* ТЕКСТ ДЛЯ ЧТЕНИЯ *

== == ==

Клод Лоррен, «Пасторальный ландшафт с аркой Тита». 1664.
Рисунок, положенный в основу картины «Вечер среди руин, или Упадок Римской империи».


Что касается пропорционального соотношения ширины арок и простенков Каменного моста, источником вдохновения создателей его замысла, думается, можно считать римские ворота Порта Маджоре, точнее, их изображение на одном из офортов Пиранези. А соотношение ширины и высоты напоминает один из поздних римских акведуков, носящий имя императора Александра Севера. Относительная измельчённость вертикальных членений создаёт зрительный эффект головокружительной высоты при взгляде на устои виадука сверху или со дна оврага, а общая избыточность каменной кладки заставляет вспомнить знаменитый пиранезиевский вид фундаментов мавзолея Адриана.


Ворота Порта Маджоре. Офорт Пиранези.


В то же время при обзоре издали мост выглядит гораздо более близким к воплощению идеала «благородной простоты и спокойного величия», смысловым акцентом пасторального ландшафта. Соединение в одном произведении героического пафоса и сентименталистских парадигм очень характерно для эстетического сознания последней четверти XVIII века. В творчестве того же В. Майкова торжественные строфы «Стихов на 1777 год» контрастно сочетаются с написанной несколькими месяцами или, возможно, даже неделями позже идиллической драмой под характерным названием «Деревенский праздник, или Увенчанная добродетель». В литературном кругу, связанном с именами Майкова и Хераскова, очень высоко ценилось творчество швейцарского поэта и художника Солoмона Гесснера, иллюстрировавшего свои книги собственноручно выполненными гравюрами и завоевавшего немалую популярность среди устроителей пейзажных парков во всей Европе. Для работ Геснера очень характерна наметившаяся ещё в полотнах культовых для века Просвещения пейзажистов предыдущего, XVII, столетия, поэтизация глубоких впадин рельефа, ложбин и оврагов. Для проектировщиков новой Калуги Березуйский овраг несомненно должен был напоминать собирателям европейских гравюр и библиофилам некоторые художественные работы этого мастера.


Соломон Гесснер, «Идеальный пейзаж с древней могилой».


Есть все основания и для интерпретации художественного образа кречетниковского виадука и в предромантическом ключе. Его легко ассоциировать с прорезанной арками средневековой крепостной стеной, с мостом, ведущим в замок или городскую крепость.Можно даже сказать, он выступает в роли своеобразного художественного замещения никогда не существовавших каменных укреплений калужского кремля. Если продолжить поиск западных параллелей, можно вспомнить об одной из достопримечательностей хорошо знакомой Кречетникову архитектурной школы Речи Посполитой. Речь идет о возведённом в XVII веке и известном своими "арками чрезвычайной высоты" (слова современника Михаила Никитича, немецкого путешественника В. Шлемюллера) монументальном каменном мосте между Старым и Новым замками польских королей в Гродно. Сильная вытянутость арочных пролётов напоминает образцы готики. В то же время явная «акведукообразность» калужского памятника имеет отдалённый в пространстве и времени прообраз (или просто аналог): виадук XVI века, сооруженного известным архитектором французского Ренессанса Жаном Бюлланом в замке полководца Анна де Монмаранси Фэр-ан-Тарденуа в Пикардии. Подобный же «мост в подражание акведукам древних» проектировался в 1768 году британским архитектором Робертом Адамом для аристократического имения Бувуд-парк в окрестностях Лондона, однако проект остался неосуществлённым, и хотя позже был опубликован, но это произошло лишь в 1779 году, когда виадук в Калуге был уже построен.

== == ==

* УСЛОВИЕ ЗАДАНИЯ *
Выпишите, пожалуйста, из текста о Каменном мосте все годы, обозначенные четырьмя цифрами, в порядке их появления.

* ПРЕДОСТАВЛЕННЫЕ ЗАПИСИ *
== == ==

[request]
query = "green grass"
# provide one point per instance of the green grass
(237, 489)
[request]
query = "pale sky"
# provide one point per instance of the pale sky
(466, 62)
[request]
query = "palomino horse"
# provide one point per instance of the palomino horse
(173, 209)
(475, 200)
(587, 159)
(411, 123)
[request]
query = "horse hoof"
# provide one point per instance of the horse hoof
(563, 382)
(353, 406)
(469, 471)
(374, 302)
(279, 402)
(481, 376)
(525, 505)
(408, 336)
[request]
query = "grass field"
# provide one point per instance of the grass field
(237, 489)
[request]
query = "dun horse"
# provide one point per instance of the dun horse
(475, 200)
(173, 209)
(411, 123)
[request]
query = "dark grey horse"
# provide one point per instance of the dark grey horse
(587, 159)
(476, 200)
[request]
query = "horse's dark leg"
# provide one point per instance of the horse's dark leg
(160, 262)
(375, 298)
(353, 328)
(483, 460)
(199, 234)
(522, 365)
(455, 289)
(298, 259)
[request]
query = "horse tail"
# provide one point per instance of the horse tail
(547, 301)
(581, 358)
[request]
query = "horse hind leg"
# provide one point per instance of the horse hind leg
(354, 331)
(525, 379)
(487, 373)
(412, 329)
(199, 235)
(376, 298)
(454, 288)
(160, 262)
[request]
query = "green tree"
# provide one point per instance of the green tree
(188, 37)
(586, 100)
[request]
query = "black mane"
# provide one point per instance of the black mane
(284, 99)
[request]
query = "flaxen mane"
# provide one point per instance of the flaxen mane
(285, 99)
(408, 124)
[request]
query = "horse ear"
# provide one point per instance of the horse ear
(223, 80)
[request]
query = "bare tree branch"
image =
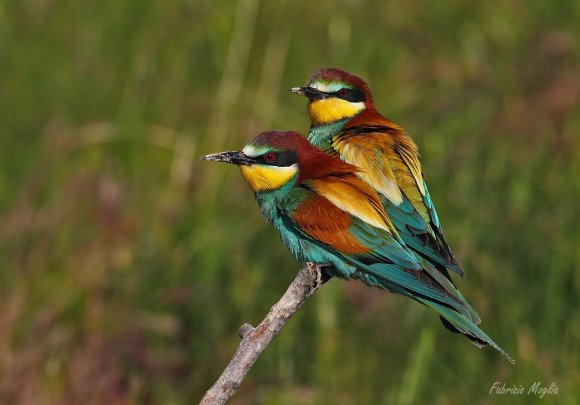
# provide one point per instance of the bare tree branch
(255, 340)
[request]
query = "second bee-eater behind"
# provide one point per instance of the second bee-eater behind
(345, 122)
(326, 214)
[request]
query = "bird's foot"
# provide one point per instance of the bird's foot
(322, 276)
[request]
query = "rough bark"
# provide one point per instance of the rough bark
(255, 340)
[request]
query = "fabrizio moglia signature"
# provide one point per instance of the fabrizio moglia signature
(499, 388)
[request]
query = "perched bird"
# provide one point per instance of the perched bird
(326, 214)
(345, 122)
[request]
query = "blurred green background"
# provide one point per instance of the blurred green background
(127, 264)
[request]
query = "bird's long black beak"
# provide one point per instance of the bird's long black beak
(235, 157)
(310, 92)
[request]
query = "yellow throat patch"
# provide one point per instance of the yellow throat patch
(264, 177)
(329, 110)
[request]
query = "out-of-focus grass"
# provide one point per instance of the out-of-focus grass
(127, 265)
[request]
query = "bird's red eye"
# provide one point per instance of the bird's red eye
(270, 157)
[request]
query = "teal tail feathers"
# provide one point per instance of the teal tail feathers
(460, 324)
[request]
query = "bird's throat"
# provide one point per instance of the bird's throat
(328, 110)
(321, 135)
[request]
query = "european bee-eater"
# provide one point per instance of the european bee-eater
(326, 214)
(345, 122)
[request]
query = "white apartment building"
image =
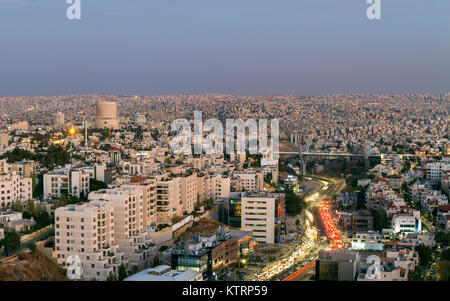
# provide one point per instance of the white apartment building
(435, 170)
(24, 168)
(14, 188)
(248, 180)
(188, 192)
(369, 240)
(129, 222)
(168, 199)
(4, 140)
(216, 186)
(66, 180)
(261, 213)
(139, 168)
(87, 231)
(407, 223)
(347, 199)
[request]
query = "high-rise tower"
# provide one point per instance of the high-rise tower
(106, 116)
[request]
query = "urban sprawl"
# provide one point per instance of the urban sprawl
(359, 192)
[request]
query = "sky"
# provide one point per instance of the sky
(247, 47)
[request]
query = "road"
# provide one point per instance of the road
(304, 268)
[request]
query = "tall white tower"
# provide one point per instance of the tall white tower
(106, 117)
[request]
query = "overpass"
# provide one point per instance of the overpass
(366, 155)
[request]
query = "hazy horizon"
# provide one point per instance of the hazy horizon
(150, 47)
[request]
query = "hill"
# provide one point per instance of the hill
(30, 266)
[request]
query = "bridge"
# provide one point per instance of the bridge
(366, 155)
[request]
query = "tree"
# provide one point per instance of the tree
(30, 207)
(442, 238)
(111, 277)
(425, 254)
(294, 203)
(443, 269)
(11, 242)
(268, 178)
(379, 219)
(122, 272)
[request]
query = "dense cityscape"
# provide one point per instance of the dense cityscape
(90, 189)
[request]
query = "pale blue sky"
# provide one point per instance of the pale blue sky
(229, 46)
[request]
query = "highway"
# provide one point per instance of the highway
(306, 250)
(318, 199)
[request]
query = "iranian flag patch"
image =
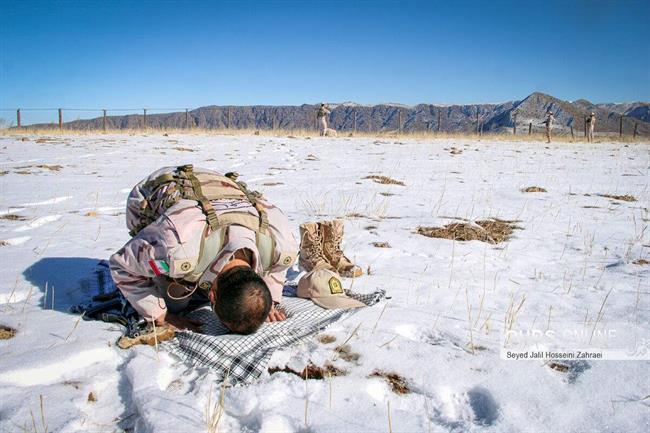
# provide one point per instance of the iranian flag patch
(159, 267)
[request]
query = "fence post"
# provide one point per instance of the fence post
(620, 127)
(399, 120)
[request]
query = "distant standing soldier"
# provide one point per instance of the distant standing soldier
(549, 124)
(321, 115)
(591, 124)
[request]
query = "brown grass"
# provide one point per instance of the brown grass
(385, 180)
(326, 339)
(345, 353)
(492, 231)
(13, 217)
(311, 371)
(6, 332)
(398, 384)
(626, 197)
(50, 167)
(533, 189)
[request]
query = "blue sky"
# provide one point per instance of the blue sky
(192, 53)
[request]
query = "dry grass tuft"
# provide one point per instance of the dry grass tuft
(311, 371)
(326, 339)
(533, 189)
(398, 384)
(385, 180)
(492, 231)
(50, 167)
(13, 217)
(626, 197)
(6, 332)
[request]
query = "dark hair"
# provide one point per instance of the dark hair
(243, 300)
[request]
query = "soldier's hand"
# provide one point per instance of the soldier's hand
(178, 322)
(276, 315)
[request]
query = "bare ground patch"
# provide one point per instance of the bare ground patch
(397, 383)
(385, 180)
(533, 189)
(311, 371)
(6, 332)
(492, 231)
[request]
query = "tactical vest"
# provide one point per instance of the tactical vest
(203, 187)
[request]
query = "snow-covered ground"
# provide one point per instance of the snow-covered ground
(573, 251)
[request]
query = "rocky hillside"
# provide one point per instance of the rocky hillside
(391, 117)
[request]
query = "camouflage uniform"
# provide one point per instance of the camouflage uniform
(591, 124)
(321, 115)
(550, 119)
(169, 249)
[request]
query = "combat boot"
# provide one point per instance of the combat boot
(332, 232)
(311, 248)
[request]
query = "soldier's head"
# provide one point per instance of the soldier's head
(241, 300)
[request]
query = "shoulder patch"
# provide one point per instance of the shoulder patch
(182, 266)
(159, 267)
(335, 286)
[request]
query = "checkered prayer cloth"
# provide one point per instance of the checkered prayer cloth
(243, 358)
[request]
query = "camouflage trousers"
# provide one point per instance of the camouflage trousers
(323, 125)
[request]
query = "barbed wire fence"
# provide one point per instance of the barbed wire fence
(139, 118)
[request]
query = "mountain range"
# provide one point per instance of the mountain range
(392, 117)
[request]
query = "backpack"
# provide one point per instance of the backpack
(166, 190)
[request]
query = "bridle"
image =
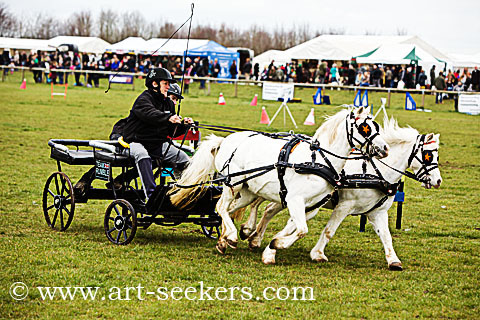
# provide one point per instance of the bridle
(426, 161)
(365, 130)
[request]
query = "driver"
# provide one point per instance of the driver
(151, 121)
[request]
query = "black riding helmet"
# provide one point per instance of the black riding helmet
(175, 90)
(158, 74)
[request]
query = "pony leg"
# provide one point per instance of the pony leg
(342, 210)
(296, 206)
(379, 221)
(255, 239)
(247, 228)
(229, 203)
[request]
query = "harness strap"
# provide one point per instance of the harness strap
(282, 165)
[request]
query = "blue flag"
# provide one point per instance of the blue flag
(410, 104)
(317, 98)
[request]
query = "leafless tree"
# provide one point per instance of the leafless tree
(107, 26)
(133, 25)
(7, 21)
(80, 24)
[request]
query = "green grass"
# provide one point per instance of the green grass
(440, 251)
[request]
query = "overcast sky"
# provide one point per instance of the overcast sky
(453, 26)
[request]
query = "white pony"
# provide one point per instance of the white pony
(249, 150)
(408, 149)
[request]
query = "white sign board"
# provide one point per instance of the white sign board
(276, 90)
(469, 103)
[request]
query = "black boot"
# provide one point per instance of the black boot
(144, 167)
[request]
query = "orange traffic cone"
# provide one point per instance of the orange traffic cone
(264, 118)
(254, 101)
(310, 121)
(221, 99)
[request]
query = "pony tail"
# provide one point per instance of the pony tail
(201, 167)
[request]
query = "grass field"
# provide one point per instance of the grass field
(439, 243)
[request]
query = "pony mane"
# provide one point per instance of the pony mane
(330, 126)
(394, 134)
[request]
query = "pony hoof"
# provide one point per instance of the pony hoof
(395, 266)
(221, 248)
(232, 244)
(253, 246)
(244, 234)
(319, 257)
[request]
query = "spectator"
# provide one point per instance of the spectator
(247, 69)
(476, 79)
(322, 71)
(256, 71)
(422, 79)
(439, 83)
(388, 78)
(376, 76)
(233, 70)
(334, 76)
(215, 68)
(351, 75)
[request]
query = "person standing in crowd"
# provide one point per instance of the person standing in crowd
(388, 77)
(334, 74)
(376, 76)
(256, 71)
(233, 70)
(422, 79)
(215, 68)
(475, 79)
(351, 75)
(439, 84)
(322, 71)
(247, 69)
(432, 76)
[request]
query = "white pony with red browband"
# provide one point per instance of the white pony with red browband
(406, 151)
(249, 150)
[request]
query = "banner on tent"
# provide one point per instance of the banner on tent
(317, 97)
(275, 90)
(469, 103)
(410, 104)
(361, 100)
(121, 79)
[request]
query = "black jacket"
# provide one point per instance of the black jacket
(148, 122)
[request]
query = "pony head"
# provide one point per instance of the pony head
(424, 160)
(364, 133)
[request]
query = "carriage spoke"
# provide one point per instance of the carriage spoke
(51, 193)
(116, 210)
(56, 185)
(54, 218)
(61, 218)
(66, 210)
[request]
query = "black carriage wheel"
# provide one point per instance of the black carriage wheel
(58, 201)
(212, 232)
(120, 222)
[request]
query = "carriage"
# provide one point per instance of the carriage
(129, 209)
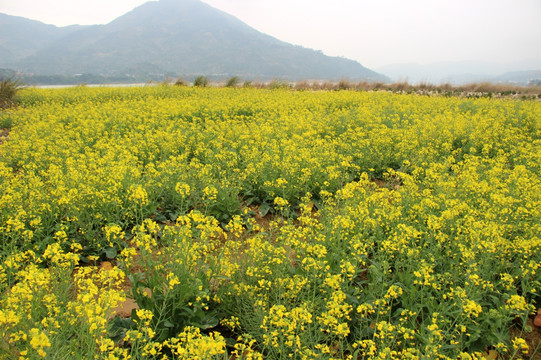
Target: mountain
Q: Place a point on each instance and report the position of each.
(185, 37)
(460, 72)
(20, 37)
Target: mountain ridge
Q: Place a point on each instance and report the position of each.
(183, 37)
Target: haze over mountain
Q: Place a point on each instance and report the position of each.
(461, 72)
(184, 37)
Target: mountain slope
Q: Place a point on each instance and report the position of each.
(186, 37)
(460, 72)
(20, 37)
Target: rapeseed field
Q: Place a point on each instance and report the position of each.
(269, 224)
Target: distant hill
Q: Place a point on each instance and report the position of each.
(185, 37)
(462, 72)
(20, 37)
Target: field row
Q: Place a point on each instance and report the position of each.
(259, 223)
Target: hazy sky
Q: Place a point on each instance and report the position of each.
(375, 32)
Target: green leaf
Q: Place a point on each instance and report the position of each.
(264, 208)
(110, 252)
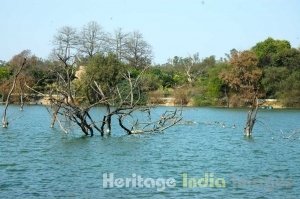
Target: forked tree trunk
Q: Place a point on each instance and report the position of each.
(251, 118)
(4, 117)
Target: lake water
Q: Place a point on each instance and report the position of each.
(207, 158)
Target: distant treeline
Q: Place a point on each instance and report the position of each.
(270, 69)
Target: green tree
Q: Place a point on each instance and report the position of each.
(267, 49)
(272, 79)
(243, 77)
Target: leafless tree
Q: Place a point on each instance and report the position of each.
(92, 39)
(138, 51)
(65, 42)
(118, 43)
(19, 61)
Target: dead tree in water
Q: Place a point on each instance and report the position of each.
(251, 118)
(4, 117)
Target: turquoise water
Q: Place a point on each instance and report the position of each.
(39, 162)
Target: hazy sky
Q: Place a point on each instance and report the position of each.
(172, 27)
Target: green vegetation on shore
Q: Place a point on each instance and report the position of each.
(271, 69)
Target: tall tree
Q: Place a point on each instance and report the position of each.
(244, 75)
(138, 51)
(267, 49)
(65, 44)
(92, 39)
(118, 43)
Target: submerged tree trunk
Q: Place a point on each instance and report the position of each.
(251, 118)
(4, 117)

== == ==

* ИТОГОВЫЙ ОТВЕТ *
1664, 1777, 1768, 1779